To do:
A faithful copy of the entire listing is what is needed.

Records supplied:
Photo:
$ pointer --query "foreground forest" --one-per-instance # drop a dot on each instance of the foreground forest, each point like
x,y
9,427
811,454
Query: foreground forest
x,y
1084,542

Problem solution:
Photo:
$ pointer --query "foreground forest" --one-per-instance # drop a dot on each instance of the foreground forest, each point like
x,y
9,427
811,454
Query: foreground forest
x,y
1084,542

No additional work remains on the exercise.